**INSTRUCTIONS**
- 1) Please decide whether each statement agrees with the passage on film sound in audio description below, answering yes or no and quoting the deciding words. (a) The description directly names the sounds, for instance saying that a parrot chirps. (b) In the script, sounds are shown in capitals. (c) The opening of the chosen scene has no dialogue.
- 2) Resume the passage on film sound in audio description after its last sentence, carrying on its discussion.

━━━━━ DOCUMENT EXTRACT

4.1. From sound-image coherence to coherence between sound and AD

Sound is often taken for granted in AD and has received little attention in AD research (but see Remael 2007; van der Heijden 2007). The very beginning of the chosen scene, which has no dialogue, is a good example of what sounds contribute to filmic meaning, mainly by ‘working together’ with the images to create the natural audio-and-visual continuum that is so characteristic of film. Vermeer’s wife Caterina, her daughter and Griet walk through the Vermeers’ house, heading for the painter’s studio. They pass a chirping parrot, and their steps can be heard as they climb a wooden staircase. Caterina carries a large bunch of keys, which is rattling with her every move.

Such sounds are perhaps the most basic type of film sound. They are real-life sounds, familiar to most people and in principle identifiable by visually impaired audiences. As Remael (2007) has stressed, however, even such sounds only become meaningful in the context of a particular film when they can be associated with a source. Seeing – and thus knowing – that it is Caterina who carries the keys helps sighted viewers to make sense of the unfolding action (Caterina will show something to Griet), to derive inferences about what happens next (the women are heading for a secluded place) and to link this information with the painting studio later on (what does it mean that it is locked). A crucial function of AD is therefore to ensure that blind recipients get to know the sources of relevant sounds.

The AD script for this sequence is shown in example 1. All examples used in this paper are based on shots, which are numbered consecutively. A brief summary of what happens in the relevant shot(s) is given on the left-hand side. The boxes on the right-hand side provide the audio description and, where relevant, the sounds (in capitals) and dialogue (in italics). This is not to suggest that films are perceived on a shot-by-shot basis, nor that shots and AD should be aligned. (In example 1, for instance, the AD of what happens in shot 1 runs into shot 2.) It is merely intended to enable the reader to follow the story closely enough to assess the AD.[5]

Before focussing on how the sound-image coherence in this sequence is recreated in the description, it should perhaps be noted that some aspects of this description are problematic, especially the information structure (who follows whom) and some of the lexical choices (e.g., keys rather than a bunch of keys). While this also affects coherence, a detailed discussion of these problems would be beyond the scope of this paper.

As an overall pattern, the description supports the identification of sounds by referring to the sources emitting them, i.e., the parrot, the keys and the steps (via inference from walk), and – where applicable – by referring to the agents and actions causing them (Caterina and the women; carry and walk, follow, pass). Hence, there is no direct description of the sounds (such as a bunch of keys rattles, a parrot on a perch chirps). It is left to the audience to infer that the sounds they hear come from the sources and agents mentioned in the AD. What is also interesting is that the describer seems to have given priority to multifunctional descriptors. The chosen descriptors help the recipients to activate the relevant knowledge scenario (WALKING THROUGH A HOUSE),[6] to draw inferences about the unfolding action and to identify important sounds. The use of the verbs walk, follow, pass, for example, supports the activation of the knowledge scenario but also helps to identify the sound of the steps. Likewise, the information that Griet carries a bucket enables inferences about the purpose of the women’s action while also explaining the intensity of the steps. Further support for identifying the sounds comes from the timing of the description. The relevant sounds can be heard in short pauses of the slow-paced AD.

━━━━━━━━━━
━━━━━ ENTRIES

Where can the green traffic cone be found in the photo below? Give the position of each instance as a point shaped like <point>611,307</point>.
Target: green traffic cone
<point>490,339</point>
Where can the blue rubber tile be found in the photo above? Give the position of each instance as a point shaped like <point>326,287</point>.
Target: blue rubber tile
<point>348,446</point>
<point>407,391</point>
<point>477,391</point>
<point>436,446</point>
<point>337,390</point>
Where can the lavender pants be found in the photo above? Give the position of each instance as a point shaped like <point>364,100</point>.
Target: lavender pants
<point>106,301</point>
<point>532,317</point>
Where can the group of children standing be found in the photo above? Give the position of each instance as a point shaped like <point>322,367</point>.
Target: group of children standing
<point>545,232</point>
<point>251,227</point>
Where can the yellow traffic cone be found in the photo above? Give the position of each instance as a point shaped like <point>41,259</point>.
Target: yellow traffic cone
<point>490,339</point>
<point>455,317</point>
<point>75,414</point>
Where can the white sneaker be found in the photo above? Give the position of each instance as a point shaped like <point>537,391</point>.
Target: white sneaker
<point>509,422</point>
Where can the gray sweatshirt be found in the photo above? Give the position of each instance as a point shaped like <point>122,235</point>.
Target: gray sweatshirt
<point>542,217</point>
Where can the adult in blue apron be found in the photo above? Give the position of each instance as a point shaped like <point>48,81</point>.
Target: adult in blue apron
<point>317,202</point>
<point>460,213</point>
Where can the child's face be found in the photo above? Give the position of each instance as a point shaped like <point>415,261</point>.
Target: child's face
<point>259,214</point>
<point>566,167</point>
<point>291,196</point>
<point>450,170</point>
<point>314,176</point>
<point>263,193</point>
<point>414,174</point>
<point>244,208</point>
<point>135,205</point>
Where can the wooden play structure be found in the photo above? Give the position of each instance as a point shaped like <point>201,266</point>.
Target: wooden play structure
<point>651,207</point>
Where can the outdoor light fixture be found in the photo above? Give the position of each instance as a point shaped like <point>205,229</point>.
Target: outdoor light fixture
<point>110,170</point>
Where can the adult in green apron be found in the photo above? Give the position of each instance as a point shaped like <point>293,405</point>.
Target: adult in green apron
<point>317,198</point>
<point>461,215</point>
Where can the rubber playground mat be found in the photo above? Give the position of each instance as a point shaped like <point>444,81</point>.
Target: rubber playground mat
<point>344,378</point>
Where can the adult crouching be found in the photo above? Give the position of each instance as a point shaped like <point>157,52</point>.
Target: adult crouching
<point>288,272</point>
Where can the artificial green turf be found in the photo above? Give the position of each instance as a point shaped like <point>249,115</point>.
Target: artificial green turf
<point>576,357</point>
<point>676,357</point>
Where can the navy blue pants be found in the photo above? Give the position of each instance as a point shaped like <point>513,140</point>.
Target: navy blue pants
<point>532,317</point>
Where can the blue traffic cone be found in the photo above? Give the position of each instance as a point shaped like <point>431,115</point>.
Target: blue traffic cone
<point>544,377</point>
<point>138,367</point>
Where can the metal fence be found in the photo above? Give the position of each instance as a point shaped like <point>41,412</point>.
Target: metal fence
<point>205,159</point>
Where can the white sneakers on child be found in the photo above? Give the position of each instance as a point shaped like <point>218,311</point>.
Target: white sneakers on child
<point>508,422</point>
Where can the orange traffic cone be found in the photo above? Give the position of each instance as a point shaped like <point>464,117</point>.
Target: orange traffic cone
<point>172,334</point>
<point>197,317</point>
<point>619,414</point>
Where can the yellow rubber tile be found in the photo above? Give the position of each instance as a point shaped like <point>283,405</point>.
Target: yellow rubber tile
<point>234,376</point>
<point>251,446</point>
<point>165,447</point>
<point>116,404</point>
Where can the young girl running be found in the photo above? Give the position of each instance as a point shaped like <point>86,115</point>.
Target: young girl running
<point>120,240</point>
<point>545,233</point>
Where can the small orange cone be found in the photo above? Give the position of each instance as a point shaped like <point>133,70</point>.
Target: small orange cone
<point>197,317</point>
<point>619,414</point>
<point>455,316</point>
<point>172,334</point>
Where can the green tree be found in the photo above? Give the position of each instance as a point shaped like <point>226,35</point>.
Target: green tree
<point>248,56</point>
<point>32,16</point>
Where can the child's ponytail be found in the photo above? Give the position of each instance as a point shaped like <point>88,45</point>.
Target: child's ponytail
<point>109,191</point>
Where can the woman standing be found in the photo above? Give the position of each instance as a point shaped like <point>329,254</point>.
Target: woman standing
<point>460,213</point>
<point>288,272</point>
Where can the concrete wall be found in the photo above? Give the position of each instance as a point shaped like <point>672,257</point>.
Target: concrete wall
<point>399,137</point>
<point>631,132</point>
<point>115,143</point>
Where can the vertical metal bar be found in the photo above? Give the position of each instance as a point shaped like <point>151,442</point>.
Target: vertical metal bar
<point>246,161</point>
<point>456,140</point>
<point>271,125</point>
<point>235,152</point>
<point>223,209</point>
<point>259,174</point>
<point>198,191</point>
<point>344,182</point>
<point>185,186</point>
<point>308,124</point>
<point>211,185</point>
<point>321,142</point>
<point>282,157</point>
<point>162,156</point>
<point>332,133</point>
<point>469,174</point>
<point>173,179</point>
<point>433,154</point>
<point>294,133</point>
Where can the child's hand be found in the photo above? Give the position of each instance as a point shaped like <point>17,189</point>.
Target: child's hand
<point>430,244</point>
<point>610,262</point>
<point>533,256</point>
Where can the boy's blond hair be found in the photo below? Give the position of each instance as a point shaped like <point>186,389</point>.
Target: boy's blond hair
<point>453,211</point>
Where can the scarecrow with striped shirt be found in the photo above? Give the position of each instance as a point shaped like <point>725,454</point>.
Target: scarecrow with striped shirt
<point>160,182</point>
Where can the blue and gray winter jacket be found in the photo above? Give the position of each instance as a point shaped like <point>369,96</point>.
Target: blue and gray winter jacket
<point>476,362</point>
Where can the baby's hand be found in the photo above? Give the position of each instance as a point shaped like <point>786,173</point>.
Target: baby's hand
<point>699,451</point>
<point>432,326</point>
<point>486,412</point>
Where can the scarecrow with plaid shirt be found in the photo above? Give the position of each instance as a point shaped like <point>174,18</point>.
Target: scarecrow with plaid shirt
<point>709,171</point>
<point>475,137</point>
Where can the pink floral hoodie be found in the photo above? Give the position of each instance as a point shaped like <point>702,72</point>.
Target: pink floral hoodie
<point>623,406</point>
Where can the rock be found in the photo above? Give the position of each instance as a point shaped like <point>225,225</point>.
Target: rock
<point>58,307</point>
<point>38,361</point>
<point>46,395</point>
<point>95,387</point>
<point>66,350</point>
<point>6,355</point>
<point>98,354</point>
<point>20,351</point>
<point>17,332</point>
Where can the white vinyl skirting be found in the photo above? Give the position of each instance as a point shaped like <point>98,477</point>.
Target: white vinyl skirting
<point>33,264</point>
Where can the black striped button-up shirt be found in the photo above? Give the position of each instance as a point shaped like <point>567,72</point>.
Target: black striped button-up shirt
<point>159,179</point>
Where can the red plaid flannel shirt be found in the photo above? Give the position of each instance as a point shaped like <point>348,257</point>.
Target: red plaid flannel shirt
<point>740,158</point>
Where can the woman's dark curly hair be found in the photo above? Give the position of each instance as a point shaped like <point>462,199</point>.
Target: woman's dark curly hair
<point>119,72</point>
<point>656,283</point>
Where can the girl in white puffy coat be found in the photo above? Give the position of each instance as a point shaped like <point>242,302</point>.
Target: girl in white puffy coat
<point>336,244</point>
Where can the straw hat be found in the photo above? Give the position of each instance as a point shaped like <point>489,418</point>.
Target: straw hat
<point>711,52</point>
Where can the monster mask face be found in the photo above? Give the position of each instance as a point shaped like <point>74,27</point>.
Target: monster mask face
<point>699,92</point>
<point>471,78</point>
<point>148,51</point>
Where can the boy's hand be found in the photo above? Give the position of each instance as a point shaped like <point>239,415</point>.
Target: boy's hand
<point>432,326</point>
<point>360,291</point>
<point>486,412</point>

━━━━━━━━━━

**PER-TASK ANSWERS**
- 1)
(a) No: "there is no direct description of the sounds"
(b) Yes: "the sounds (in capitals)"
(c) Yes: "which has no dialogue"

- 2)
The above-mentioned problems with information structure and lexical choices in this example notwithstanding, it seems likely that blind recipients can recreate the intermodal links between sounds and images in the audiovisual source as intermodal links between sounds and AD in the audio described version. Arguably, the inferences arising from being told that Caterina carries keys while they can be heard rattling are similar to the inferences arising from seeing Caterina carrying a large bunch of keys and hearing them rattling. It is, however, likely that blind recipients, being aware that an audio description is by necessity a selective description of visual cues, create an additional inference to derive what Sperber and Wilson (1995) have termed an ‘implicated premise’ (i.e., “if Caterina carries keys and no other rattling objects are described, then the rattle must be from these keys”). In other words, the cognitive effort required by blind audiences to create coherence may be higher in such cases than that of sighted audiences.

The quasi-simultaneous presentation of AD and sound as in example 1 is not always possible or appropriate. In many cases, the only option is to insert a description before or after the sound to which it refers. Examples 2 and 3 suggest that successful linking of the AD and the sound is subject to sensitive constraints in these cases. In these two examples, the women have arrived at the studio, which is dark and only reveals some dim-lit objects as the camera pans around, including a wooden mannequin. Griet opens the shutters, creating a rattling sound. Later, she is alone in the studio and begins her cleaning task, exploring the objects in the studio and producing a variety of sounds.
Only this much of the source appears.